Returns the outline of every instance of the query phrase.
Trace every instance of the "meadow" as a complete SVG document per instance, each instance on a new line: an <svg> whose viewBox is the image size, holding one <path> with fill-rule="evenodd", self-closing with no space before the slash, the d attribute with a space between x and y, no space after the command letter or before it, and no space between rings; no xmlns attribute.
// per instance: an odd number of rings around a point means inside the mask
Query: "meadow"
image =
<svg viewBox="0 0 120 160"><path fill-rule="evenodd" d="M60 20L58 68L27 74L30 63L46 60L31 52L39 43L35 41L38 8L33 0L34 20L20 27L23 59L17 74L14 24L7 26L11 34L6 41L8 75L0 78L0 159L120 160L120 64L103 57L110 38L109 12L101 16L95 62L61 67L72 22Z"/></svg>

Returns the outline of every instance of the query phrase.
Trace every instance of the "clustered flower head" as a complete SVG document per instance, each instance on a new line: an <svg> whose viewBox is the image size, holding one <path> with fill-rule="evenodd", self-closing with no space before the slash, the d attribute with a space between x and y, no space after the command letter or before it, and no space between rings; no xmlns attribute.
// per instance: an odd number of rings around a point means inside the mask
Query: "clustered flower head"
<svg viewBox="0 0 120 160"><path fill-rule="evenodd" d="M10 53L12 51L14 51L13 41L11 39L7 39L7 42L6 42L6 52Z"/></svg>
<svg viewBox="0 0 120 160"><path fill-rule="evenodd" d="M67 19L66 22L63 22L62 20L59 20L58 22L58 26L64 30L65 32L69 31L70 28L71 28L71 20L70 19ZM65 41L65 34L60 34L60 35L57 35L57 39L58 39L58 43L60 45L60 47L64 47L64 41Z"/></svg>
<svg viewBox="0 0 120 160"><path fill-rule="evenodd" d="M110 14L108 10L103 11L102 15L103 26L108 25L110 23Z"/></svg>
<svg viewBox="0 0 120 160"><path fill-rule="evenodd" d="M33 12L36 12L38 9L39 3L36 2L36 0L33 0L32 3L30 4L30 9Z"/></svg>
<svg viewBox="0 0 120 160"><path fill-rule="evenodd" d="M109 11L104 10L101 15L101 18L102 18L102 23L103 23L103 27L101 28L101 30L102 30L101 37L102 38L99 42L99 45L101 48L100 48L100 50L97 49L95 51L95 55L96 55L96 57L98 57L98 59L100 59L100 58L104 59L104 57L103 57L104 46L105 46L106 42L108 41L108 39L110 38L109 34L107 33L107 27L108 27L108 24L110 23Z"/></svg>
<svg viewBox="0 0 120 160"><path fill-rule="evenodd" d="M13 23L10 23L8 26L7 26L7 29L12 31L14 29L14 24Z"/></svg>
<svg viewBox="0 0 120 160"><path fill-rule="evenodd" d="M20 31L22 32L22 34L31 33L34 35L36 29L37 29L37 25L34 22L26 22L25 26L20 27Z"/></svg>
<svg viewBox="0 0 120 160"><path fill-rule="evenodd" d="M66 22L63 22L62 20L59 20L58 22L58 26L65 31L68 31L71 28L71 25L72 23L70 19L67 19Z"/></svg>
· · · · ·
=== Given problem ===
Rewrite all the rows above as a numbered list, leaving out the blank lines.

=== Worked solution ===
1. Returns the outline of every instance of the query phrase.
2. Trace every instance of the "meadow" as a complete SVG document per instance, each instance on a new line: an <svg> whose viewBox is the image size, holding one <path> with fill-rule="evenodd", self-closing with no space before the slash, the d attribute with a space between x and y, no space after the command letter or before it, and no space between rings; no xmlns attribute.
3. // per instance: an odd number of rings around a point means inside the mask
4. Query: "meadow"
5. image =
6. <svg viewBox="0 0 120 160"><path fill-rule="evenodd" d="M60 20L58 68L27 74L30 63L46 60L31 52L39 43L35 41L38 8L33 0L34 20L20 27L23 59L17 74L14 24L7 26L11 34L6 41L8 75L0 78L0 159L120 160L120 64L103 57L110 38L109 12L101 16L95 62L61 67L72 22Z"/></svg>
7. Returns the outline of every instance of the query phrase.
8. Trace every instance of the "clustered flower head" as a complete SVG document per instance, each instance on a new line: an <svg> whose viewBox is the image size, holding one <path> with fill-rule="evenodd", self-closing with no space before the slash, the d attribute with a space between x and y, no space after the command letter or before it, and no space between rings; no xmlns attribute.
9. // per instance: an odd number of rings around a point means inside the mask
10. Query: "clustered flower head"
11. <svg viewBox="0 0 120 160"><path fill-rule="evenodd" d="M10 53L12 51L14 51L13 41L11 39L7 39L7 42L6 42L6 52Z"/></svg>
12. <svg viewBox="0 0 120 160"><path fill-rule="evenodd" d="M67 19L66 22L63 22L62 20L59 20L58 22L58 26L64 30L65 32L69 31L70 28L71 28L71 20L70 19ZM65 41L65 34L60 34L60 35L57 35L57 39L58 39L58 43L60 45L60 47L64 47L64 41Z"/></svg>
13. <svg viewBox="0 0 120 160"><path fill-rule="evenodd" d="M110 14L108 10L103 11L102 15L103 26L108 25L110 23Z"/></svg>
14. <svg viewBox="0 0 120 160"><path fill-rule="evenodd" d="M33 12L36 12L38 9L39 3L36 2L36 0L33 0L32 3L30 4L30 9Z"/></svg>
15. <svg viewBox="0 0 120 160"><path fill-rule="evenodd" d="M109 11L104 10L101 15L101 18L102 18L102 23L103 23L103 27L101 28L101 30L102 30L101 37L102 38L99 42L99 45L101 48L100 48L100 50L97 49L95 51L95 55L96 55L96 57L98 57L98 59L100 59L100 58L104 59L104 57L103 57L104 46L105 46L106 42L108 41L108 39L110 38L109 34L107 33L107 27L108 27L108 24L110 23Z"/></svg>
16. <svg viewBox="0 0 120 160"><path fill-rule="evenodd" d="M13 23L10 23L8 26L7 26L7 29L12 31L14 29L14 24Z"/></svg>
17. <svg viewBox="0 0 120 160"><path fill-rule="evenodd" d="M20 31L22 32L22 34L31 33L34 35L36 29L37 29L37 25L34 22L26 22L25 26L20 27Z"/></svg>
18. <svg viewBox="0 0 120 160"><path fill-rule="evenodd" d="M66 22L63 22L62 20L59 20L58 22L58 26L65 31L68 31L71 28L71 25L72 23L70 19L67 19Z"/></svg>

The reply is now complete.